- Task A
In the Trey Spruance biography, what orchestra did he arrange his music for in 2013?
- Task B
Carry on with the Trey Spruance biography from its last sentence.

- Page extract

Background information
- Born: Preston Lea Spruance III August 14, 1969 (age 56) Eureka, California, U.S.
- Genres: Avant-garde metal, experimental music, alternative metal, experimental rock, ska
- Occupation: Musician
- Instruments: Guitar, keyboards, synthesizer, bağlama, rabab, dumbek, zither, bass guitar, pipa, trumpet, vocals
- Years active: 1985–present
- Label: Web of Mimicry

= Trey Spruance =

American musician and composer (born 1969)

Preston Lea "Trey" Spruance III (born August 14, 1969) is an American composer, producer, and musician who co-founded the experimental rock band Mr. Bungle. He is also leader of the multi-genre outfit Secret Chiefs 3. Originally a guitarist and trumpeter, in the early 1990s Spruance began playing vintage electronic organs, analog synthesizers, saz, santur, electric sitar, tar, and various other string and percussion instruments. In the mid 1990s he founded Forking Paths Studio where his production techniques were applied to Mr. Bungle and Secret Chiefs 3 records among many others. Since 2007, Spruance's Secret Chiefs 3 has been a very active live entity, performing well over 500 shows in more than 50 countries.

Spruance's playing and composition style is influenced by many diverse genres of music, such as surf rock, Anatolian folk, death metal, film music, Afghan rebab music, ska, funk, space rock, jazz and Japanoise. Musique concrète and foley work also play a large role in his recordings.

==Career==
Spruance was a founding member of Mr. Bungle, along with Mike Patton and Trevor Dunn. He has focused on his band Secret Chiefs 3 for the last 15 years (though it began in 1996), and its seven "satellite" groups first introduced on the 2004 album Book of Horizons. Though once secular, Spruance began exploring religious and philosophical themes in Mr. Bungle and Secret Chiefs 3 in the mid-1990s, after joining the Eastern Orthodox Church.

In 2013, he arranged his music for the 61-piece Traditional Russian Orchestra of Krasnoyarsk and performed with them in Kansk, Siberia, alongside other members of Secret Chiefs 3. He has performed regularly with John Zorn and has arranged two releases of works from Zorn's Masada Songbooks for Secret Chiefs 3: "Xaphan" in 2007, and "Beriah". He contributed guitar and tubular bells to two albums by the drone metal band Asva, with whom he toured the US and Europe. He also recorded with Patton and Faith No More on their 1995 album King for a Day... Fool for a Lifetime.

- Records provided
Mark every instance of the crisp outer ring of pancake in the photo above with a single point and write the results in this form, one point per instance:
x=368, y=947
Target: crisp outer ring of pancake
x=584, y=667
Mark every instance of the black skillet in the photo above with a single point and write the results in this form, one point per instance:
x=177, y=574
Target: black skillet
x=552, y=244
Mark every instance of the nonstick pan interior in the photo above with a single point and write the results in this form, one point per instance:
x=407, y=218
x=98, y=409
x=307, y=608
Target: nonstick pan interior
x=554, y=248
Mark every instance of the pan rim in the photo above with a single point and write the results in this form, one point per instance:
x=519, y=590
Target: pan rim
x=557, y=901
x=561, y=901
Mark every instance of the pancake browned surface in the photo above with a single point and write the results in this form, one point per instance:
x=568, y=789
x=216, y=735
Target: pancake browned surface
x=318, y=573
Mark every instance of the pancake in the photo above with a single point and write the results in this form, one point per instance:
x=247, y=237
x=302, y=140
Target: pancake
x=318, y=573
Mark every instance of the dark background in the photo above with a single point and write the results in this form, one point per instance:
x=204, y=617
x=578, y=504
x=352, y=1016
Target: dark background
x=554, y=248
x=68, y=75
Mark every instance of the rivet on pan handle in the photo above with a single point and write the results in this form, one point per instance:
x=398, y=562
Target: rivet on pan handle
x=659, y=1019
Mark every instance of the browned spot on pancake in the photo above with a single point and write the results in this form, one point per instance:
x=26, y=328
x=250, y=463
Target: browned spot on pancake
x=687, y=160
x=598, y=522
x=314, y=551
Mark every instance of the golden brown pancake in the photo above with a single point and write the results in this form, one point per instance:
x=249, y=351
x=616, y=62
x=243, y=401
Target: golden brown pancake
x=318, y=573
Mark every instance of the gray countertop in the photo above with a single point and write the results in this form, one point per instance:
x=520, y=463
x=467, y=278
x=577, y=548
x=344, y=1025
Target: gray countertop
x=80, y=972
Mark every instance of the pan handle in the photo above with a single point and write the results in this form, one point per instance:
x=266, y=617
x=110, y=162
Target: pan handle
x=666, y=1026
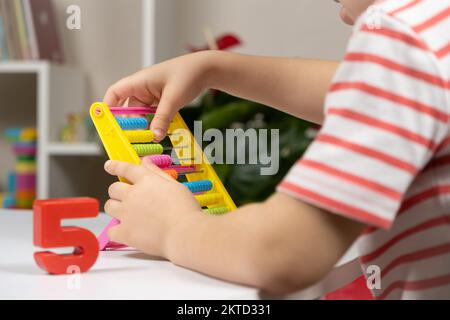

- Task answer A
The 61-piece Traditional Russian Orchestra of Krasnoyarsk.

- Task answer B
In 2016, Spruance composed a three movement string quartet titled "Séraphîta" for San Francisco's Kronos Quartet. The piece was premiered by Kronos at the Haydnsaal at Schloss Esterházy in Vienna, and at SFJAZZ Center in the USA. Kronos has also performed the piece at Carnegie Hall and for an engagement with the Alonzo King LINES Ballet. In Australia "Séraphîta" has been performed by the Black Square String Quartet.

==As a producer==
Besides his own bands, Spruance has also worked as a producer for others. In 2020 he produced "Alphaville" for NYC avant garde black metal group Imperial Triumphant, and is currently producing their next record. He produced the album Death After Life for Oakland, CA death metal group Impaled. Production duties for other bands include Neil Hamburger, Dengue Fever, The Tuna Helpers, Faxed Head, Tub Ring and many others.

==Record label==
Spruance is the founder of Web of Mimicry, which has released albums from a variety of different bands, including Cleric, Fat32, Sleepytime Gorilla Museum, Brazzaville, Matt Chamberlain, Dengue Fever, and ASVA, amongst others.

==Discography==

=== Mr. Bungle ===

- The Raging Wrath of the Easter Bunny (1986)
- Bowel of Chiley (1987)
- Goddammit I Love America! (1988)
- OU818 (1989)
- Mr. Bungle (1991)
- Disco Volante (1995)
- California (1999)
- The Raging Wrath of the Easter Bunny Demo (2020)

=== Secret Chiefs 3 ===

- First Grand Constitution and Bylaws (1996)
- Second Grand Constitution and Bylaws: Hurqalya (1998)
- Eyes of Flesh, Eyes of Flame (1999)
- Book M (2001)
- Book of Horizons (2004)
- Path of Most Resistance (retrospective and rarities album) (2007)
- Xaphan: Book of Angels Volume 9 (2008)
- Traditionalists: Le Mani Destre Recise Degli Ultimi Uomini (2009)
- Satellite Supersonic Vol. 1 (2010)
- Book of Souls: Folio A (2013)
- "Perichoresis" (2014)

=== Faxed Head ===
- Uncomfortable But Free (1995)
- Exhumed at Birth (1997)
- Chiropractic (2001)

=== Faith No More ===

- King for a Day... Fool for a Lifetime (1995)

=== Weird Little Boy ===
- Weird Little Boy (1998)

==Band membership==
- Secret Chiefs 3
- Mr. Bungle
- Faxed Head (as "Neck Head")
- Noddingturd Fan (also NT Fan)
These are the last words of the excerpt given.